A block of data
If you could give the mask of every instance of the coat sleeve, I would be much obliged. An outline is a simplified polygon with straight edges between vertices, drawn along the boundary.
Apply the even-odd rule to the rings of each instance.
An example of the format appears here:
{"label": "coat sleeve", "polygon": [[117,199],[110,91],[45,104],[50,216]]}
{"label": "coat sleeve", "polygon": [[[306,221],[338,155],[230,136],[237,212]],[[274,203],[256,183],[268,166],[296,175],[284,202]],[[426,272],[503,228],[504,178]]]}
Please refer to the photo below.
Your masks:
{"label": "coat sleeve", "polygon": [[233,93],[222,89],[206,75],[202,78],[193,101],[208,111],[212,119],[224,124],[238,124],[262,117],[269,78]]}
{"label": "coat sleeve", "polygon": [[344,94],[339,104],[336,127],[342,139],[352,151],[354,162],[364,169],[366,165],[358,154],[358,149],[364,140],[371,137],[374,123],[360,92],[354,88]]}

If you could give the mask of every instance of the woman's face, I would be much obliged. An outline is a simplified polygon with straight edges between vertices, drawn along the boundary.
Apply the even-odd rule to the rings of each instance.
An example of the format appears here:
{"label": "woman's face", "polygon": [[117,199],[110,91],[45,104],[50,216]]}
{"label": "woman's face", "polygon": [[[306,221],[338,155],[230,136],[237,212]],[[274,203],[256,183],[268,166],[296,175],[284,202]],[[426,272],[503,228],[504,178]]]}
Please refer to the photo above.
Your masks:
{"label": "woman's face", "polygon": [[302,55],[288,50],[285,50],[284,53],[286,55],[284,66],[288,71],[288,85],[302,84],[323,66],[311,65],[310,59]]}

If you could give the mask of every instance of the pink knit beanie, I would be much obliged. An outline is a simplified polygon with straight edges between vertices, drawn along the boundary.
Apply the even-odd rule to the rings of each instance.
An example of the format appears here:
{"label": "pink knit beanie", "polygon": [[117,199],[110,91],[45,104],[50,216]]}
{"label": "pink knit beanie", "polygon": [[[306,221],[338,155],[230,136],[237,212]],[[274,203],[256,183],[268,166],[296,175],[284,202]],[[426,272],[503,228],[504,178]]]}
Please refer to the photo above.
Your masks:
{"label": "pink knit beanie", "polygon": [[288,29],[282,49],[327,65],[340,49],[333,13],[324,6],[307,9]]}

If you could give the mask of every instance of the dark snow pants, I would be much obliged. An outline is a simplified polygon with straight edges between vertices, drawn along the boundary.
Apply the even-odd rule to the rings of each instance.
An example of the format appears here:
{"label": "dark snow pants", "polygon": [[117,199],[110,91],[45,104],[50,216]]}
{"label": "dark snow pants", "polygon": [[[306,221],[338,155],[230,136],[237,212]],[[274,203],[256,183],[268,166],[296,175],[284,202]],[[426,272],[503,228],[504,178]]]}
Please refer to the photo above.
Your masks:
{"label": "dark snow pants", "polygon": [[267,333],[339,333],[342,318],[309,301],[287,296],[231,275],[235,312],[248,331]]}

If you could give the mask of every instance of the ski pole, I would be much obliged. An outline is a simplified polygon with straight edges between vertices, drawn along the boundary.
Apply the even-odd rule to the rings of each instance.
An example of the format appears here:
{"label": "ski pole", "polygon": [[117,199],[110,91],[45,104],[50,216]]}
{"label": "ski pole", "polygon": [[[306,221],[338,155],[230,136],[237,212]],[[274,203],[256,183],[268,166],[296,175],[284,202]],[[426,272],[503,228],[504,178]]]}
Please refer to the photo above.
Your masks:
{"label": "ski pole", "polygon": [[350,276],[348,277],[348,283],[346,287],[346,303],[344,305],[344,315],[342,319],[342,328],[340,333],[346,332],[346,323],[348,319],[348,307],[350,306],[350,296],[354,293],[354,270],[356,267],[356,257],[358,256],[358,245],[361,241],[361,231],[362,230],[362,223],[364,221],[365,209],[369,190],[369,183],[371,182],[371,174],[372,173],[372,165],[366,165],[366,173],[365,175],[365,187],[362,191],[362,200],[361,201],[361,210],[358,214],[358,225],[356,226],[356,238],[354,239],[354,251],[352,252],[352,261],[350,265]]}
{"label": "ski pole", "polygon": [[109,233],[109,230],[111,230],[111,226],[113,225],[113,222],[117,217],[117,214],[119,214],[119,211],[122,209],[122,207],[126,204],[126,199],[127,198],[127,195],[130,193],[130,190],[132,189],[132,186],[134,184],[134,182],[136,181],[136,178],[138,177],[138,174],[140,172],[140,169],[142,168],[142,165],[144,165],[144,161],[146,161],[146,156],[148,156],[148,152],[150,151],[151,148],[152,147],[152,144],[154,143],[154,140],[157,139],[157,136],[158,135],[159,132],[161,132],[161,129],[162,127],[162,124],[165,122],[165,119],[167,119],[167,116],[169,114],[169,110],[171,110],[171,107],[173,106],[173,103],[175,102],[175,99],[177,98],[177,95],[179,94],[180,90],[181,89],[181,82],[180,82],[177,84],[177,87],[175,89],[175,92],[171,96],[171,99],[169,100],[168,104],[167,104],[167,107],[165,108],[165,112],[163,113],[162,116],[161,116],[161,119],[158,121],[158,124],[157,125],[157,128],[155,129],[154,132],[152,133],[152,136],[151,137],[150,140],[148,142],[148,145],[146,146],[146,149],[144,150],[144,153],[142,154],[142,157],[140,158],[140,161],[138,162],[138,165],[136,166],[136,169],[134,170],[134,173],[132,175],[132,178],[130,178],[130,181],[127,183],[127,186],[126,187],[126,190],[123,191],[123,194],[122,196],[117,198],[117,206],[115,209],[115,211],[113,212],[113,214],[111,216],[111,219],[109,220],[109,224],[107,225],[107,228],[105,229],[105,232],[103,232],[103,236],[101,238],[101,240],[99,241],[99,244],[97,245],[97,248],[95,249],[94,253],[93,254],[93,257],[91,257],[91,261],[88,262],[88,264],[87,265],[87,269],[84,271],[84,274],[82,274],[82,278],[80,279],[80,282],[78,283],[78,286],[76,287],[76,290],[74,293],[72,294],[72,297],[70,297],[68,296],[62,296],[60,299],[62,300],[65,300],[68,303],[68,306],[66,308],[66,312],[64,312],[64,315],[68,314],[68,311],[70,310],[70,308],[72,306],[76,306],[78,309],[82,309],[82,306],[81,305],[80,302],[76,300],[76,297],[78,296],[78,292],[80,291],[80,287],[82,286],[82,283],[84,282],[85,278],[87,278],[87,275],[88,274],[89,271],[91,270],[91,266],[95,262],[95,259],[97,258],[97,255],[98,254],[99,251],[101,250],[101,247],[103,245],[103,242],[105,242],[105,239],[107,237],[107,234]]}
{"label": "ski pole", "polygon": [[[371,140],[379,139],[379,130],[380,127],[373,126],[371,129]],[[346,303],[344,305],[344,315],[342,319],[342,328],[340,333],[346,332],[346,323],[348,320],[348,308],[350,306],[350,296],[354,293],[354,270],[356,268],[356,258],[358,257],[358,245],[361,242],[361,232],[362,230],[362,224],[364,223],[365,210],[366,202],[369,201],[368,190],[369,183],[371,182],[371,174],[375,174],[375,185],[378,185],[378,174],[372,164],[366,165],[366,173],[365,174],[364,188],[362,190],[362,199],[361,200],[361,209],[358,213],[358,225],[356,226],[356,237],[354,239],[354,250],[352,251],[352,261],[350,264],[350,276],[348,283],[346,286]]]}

Problem: Nothing should be left out: return all of the records exactly.

Problem solution:
If you could give the mask of every instance of the coat sleeve, I would be much obliged. An outline is a simplified polygon with straight edges between vertices, drawn along the boundary.
Apply the even-odd rule to the rings of each instance.
An example of the format appears here:
{"label": "coat sleeve", "polygon": [[117,199],[110,91],[45,104],[50,216]]}
{"label": "coat sleeve", "polygon": [[[306,221],[338,155],[230,136],[237,212]],[[274,203],[256,183],[268,166],[296,175],[284,202]],[[426,272],[503,228],[504,178]]]}
Please refer to the photo below.
Your masks:
{"label": "coat sleeve", "polygon": [[233,93],[222,89],[206,75],[202,78],[193,101],[208,111],[212,119],[224,124],[238,124],[262,117],[269,78]]}
{"label": "coat sleeve", "polygon": [[344,94],[339,104],[336,127],[342,139],[352,151],[354,162],[364,169],[366,165],[358,154],[358,149],[364,140],[371,137],[374,123],[360,92],[354,88]]}

If you could give the mask of every instance of the woman's face, I would be much obliged. An outline is a simplified polygon with straight edges between vertices, drawn along the boundary.
Apply the even-odd rule to the rings of each instance.
An example of the format appears here:
{"label": "woman's face", "polygon": [[117,199],[110,91],[45,104],[50,216]]}
{"label": "woman's face", "polygon": [[[306,221],[338,155],[230,136],[237,212]],[[274,203],[256,183],[268,166],[296,175],[284,202]],[[426,272],[503,228],[504,178]]]}
Please refer to the photo above.
Your masks:
{"label": "woman's face", "polygon": [[302,55],[288,50],[285,50],[284,53],[286,55],[284,66],[288,71],[288,85],[302,84],[323,66],[311,65],[310,59]]}

If you could give the mask of every instance of the pink knit beanie, I would be much obliged. An outline is a simplified polygon with straight edges between vertices, drawn along the boundary.
Apply the even-odd rule to the rings of each instance.
An example of the format appears here:
{"label": "pink knit beanie", "polygon": [[117,199],[110,91],[45,104],[50,216]]}
{"label": "pink knit beanie", "polygon": [[[306,221],[338,155],[230,136],[237,212]],[[274,203],[256,183],[268,166],[296,175],[284,202]],[[426,272],[503,228],[504,178]]]}
Please refer to the photo above.
Your masks:
{"label": "pink knit beanie", "polygon": [[288,29],[282,49],[327,65],[340,49],[333,13],[324,6],[307,9]]}

If you could give the mask of every instance of the dark snow pants, I would be much obliged. An outline is a simplified polygon with straight edges between vertices, drawn along the boundary.
Apply the even-odd rule to the rings of each instance.
An example of the format appears here:
{"label": "dark snow pants", "polygon": [[117,199],[110,91],[45,104],[50,216]]}
{"label": "dark snow pants", "polygon": [[[306,221],[338,155],[230,136],[237,212]],[[274,203],[256,183],[268,166],[296,175],[284,202]],[[426,272],[503,228],[504,178]]]}
Please refer to the photo above.
Your masks:
{"label": "dark snow pants", "polygon": [[267,333],[339,333],[342,318],[309,301],[287,296],[231,275],[235,312],[248,331]]}

If you could give the mask of every instance of the ski pole, I would be much obliged. An outline is a simplified polygon with straight edges between vertices, drawn along the boundary.
Apply the even-odd rule to the rings of each instance.
An example of the format appears here:
{"label": "ski pole", "polygon": [[117,199],[110,91],[45,104],[50,216]]}
{"label": "ski pole", "polygon": [[[306,221],[338,155],[230,136],[237,212]],[[274,203],[256,183],[268,166],[296,175],[284,202]],[[426,272],[503,228],[504,178]]]}
Please refer to the photo above.
Your masks:
{"label": "ski pole", "polygon": [[350,276],[348,277],[348,283],[346,287],[346,303],[344,305],[344,315],[342,319],[342,328],[340,333],[346,332],[346,323],[348,319],[348,307],[350,306],[350,296],[354,293],[354,270],[356,267],[356,257],[358,256],[358,245],[361,241],[361,231],[362,230],[362,223],[364,221],[365,209],[369,190],[369,183],[371,182],[371,174],[372,173],[372,165],[366,165],[366,173],[365,175],[365,187],[362,191],[362,200],[361,201],[361,210],[358,214],[358,225],[356,226],[356,238],[354,239],[354,251],[352,252],[352,261],[350,265]]}
{"label": "ski pole", "polygon": [[109,233],[109,230],[111,230],[111,226],[113,225],[113,222],[117,217],[117,214],[119,214],[119,211],[122,209],[122,207],[126,204],[126,199],[127,198],[127,195],[130,193],[130,190],[132,189],[132,186],[134,184],[134,182],[136,181],[136,178],[138,177],[138,174],[140,172],[140,169],[142,168],[142,165],[144,165],[144,161],[146,161],[146,156],[148,156],[148,152],[150,151],[151,148],[152,147],[152,144],[154,143],[154,140],[157,139],[157,136],[158,135],[159,132],[161,132],[161,129],[162,127],[162,124],[165,122],[165,119],[167,119],[167,116],[169,114],[169,110],[171,110],[171,107],[173,106],[173,103],[175,102],[175,99],[177,98],[177,95],[179,94],[180,90],[181,89],[181,82],[180,82],[177,84],[177,87],[175,89],[175,92],[171,96],[171,99],[169,100],[168,104],[167,104],[167,107],[165,108],[165,112],[163,113],[162,116],[161,116],[161,119],[158,121],[158,124],[157,125],[157,128],[155,129],[154,132],[152,133],[152,136],[151,137],[150,140],[148,142],[148,145],[146,146],[146,149],[144,150],[144,153],[142,154],[142,157],[140,158],[140,161],[138,162],[138,165],[136,166],[136,169],[134,170],[134,173],[132,175],[132,178],[130,178],[130,181],[127,183],[127,186],[126,187],[126,190],[123,191],[123,194],[122,196],[117,198],[117,206],[115,209],[115,211],[113,212],[113,214],[111,216],[111,219],[109,220],[109,224],[107,225],[107,228],[105,229],[105,232],[103,232],[103,236],[101,238],[101,240],[99,241],[99,244],[97,245],[97,248],[95,249],[94,253],[93,254],[93,257],[91,257],[91,261],[88,262],[88,264],[87,265],[87,269],[84,271],[84,274],[82,274],[82,278],[80,279],[80,282],[78,283],[78,286],[76,287],[76,290],[74,293],[72,294],[72,297],[70,297],[68,296],[62,296],[60,299],[62,300],[65,300],[68,303],[68,306],[66,308],[66,312],[64,312],[64,315],[68,314],[68,311],[70,310],[70,308],[72,306],[76,306],[78,309],[82,309],[82,306],[81,305],[80,302],[76,300],[76,297],[78,296],[78,292],[80,291],[80,287],[82,286],[82,283],[84,282],[85,278],[87,278],[87,275],[88,274],[89,271],[91,270],[91,266],[95,262],[95,259],[97,258],[97,255],[98,254],[99,251],[101,250],[101,247],[103,245],[103,242],[105,242],[105,239],[107,237],[107,234]]}
{"label": "ski pole", "polygon": [[[371,140],[379,139],[379,130],[380,127],[373,126],[371,129]],[[346,303],[344,305],[344,315],[342,319],[342,328],[340,333],[346,332],[346,323],[348,320],[348,308],[350,306],[350,296],[354,293],[354,270],[356,268],[356,258],[358,257],[358,245],[361,242],[361,232],[362,230],[362,224],[364,223],[365,210],[366,202],[369,201],[368,190],[369,183],[371,182],[371,174],[375,174],[375,185],[378,185],[378,174],[372,164],[366,165],[366,173],[365,174],[364,188],[362,190],[362,199],[361,200],[361,209],[358,213],[358,225],[356,226],[356,237],[354,239],[354,250],[352,251],[352,261],[350,264],[350,276],[348,283],[346,286]]]}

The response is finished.